### DATASET EXCERPTS
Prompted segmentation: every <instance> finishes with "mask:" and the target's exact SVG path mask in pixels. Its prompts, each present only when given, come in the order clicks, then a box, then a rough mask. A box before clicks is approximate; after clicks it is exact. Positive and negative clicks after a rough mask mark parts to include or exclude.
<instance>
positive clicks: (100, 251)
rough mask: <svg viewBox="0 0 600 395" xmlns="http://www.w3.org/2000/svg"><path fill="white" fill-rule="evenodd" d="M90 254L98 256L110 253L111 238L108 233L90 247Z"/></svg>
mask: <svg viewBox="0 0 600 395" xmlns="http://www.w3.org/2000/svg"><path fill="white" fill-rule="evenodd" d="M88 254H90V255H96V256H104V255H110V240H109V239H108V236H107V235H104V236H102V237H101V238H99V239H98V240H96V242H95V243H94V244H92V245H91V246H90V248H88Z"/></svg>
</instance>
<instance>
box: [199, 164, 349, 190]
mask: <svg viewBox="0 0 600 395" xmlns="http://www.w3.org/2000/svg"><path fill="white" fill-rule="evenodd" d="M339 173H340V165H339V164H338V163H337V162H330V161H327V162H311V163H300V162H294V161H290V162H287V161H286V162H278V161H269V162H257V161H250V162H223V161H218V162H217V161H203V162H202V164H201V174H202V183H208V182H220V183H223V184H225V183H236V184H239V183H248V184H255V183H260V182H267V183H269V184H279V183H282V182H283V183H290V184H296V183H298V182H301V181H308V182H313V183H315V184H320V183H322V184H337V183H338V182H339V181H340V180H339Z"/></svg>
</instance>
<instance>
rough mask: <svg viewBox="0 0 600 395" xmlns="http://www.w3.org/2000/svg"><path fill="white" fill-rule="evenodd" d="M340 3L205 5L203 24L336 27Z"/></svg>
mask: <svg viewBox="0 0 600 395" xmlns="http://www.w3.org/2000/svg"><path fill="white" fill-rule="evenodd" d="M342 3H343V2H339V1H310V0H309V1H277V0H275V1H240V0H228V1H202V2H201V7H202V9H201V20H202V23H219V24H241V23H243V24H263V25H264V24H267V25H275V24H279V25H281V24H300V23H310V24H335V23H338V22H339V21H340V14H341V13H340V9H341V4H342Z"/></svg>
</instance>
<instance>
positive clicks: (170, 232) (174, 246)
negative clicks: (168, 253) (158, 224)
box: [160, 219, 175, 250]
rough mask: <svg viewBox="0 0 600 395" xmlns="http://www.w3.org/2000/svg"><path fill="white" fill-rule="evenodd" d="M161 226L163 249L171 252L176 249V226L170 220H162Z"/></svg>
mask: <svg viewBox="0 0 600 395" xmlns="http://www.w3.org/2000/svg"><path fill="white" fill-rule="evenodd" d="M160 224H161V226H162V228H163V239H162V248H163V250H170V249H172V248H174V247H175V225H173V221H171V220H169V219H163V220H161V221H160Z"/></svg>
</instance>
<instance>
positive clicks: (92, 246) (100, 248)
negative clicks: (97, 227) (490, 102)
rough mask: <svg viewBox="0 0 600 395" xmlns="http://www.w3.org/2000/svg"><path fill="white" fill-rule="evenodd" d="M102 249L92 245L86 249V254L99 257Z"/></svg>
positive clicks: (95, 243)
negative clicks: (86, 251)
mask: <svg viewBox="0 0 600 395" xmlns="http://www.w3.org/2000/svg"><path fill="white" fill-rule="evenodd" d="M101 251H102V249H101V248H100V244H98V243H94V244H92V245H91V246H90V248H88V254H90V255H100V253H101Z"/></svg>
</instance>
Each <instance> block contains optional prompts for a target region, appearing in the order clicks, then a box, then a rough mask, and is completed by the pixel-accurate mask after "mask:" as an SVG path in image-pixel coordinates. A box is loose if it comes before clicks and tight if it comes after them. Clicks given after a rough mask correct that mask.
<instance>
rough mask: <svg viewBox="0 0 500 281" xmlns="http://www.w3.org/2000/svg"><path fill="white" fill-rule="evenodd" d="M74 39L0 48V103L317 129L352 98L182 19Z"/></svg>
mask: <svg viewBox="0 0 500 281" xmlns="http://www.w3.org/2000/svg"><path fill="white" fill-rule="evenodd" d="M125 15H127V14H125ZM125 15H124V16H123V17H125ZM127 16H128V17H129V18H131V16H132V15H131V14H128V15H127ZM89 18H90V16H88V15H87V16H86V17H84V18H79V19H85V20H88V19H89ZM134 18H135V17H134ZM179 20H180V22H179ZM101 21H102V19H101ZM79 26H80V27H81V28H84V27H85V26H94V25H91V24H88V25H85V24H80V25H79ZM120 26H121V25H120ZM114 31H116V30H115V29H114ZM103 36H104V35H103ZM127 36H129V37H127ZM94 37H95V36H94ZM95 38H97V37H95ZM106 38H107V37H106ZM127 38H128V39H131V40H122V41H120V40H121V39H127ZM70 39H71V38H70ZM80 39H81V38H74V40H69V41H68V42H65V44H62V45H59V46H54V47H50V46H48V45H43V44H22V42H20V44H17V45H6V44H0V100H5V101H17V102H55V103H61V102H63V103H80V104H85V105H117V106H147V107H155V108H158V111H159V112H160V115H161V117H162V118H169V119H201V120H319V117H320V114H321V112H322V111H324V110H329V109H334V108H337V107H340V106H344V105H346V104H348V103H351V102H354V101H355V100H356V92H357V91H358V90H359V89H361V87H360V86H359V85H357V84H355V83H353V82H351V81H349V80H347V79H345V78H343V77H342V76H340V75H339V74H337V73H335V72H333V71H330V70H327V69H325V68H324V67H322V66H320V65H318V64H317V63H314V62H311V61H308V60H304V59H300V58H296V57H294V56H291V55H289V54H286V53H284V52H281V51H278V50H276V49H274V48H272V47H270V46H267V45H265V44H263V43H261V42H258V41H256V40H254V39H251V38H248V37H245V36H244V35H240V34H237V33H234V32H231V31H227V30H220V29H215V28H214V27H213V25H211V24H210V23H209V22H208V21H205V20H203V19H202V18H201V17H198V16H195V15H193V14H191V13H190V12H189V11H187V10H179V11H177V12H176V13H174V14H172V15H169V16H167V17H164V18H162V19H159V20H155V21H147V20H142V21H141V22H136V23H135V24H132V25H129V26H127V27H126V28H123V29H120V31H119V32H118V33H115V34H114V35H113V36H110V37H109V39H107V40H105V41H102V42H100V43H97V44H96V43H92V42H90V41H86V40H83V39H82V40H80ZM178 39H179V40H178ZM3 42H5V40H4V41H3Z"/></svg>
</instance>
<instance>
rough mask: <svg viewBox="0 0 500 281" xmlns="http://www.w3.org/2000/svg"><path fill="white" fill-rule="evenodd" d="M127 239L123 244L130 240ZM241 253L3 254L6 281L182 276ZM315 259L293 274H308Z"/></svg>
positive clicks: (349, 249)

### TASK DETAILS
Where a line above contains the word "prompts", show that line.

### RESPONSE AREA
Prompted segmentation: every <instance> finishes with "mask:" and the target's exact SVG path mask in pixels. Its prompts, each present only when given, come in the order clicks, then a box, then a rough mask. A box before clicks is approximate; after clicks it is exact. Positive and negative clicks after a rough mask mark parts to include or exclude.
Each <instance> block contains optional prompts for a target region, appearing in the order clicks, then a box, then a rough mask, and is completed by the pixel-accurate mask after "mask:" as an SVG path in image-pixel coordinates. A box is loose if it comes before clicks and tight if it comes after them. Clicks given after a rough mask correct that mask.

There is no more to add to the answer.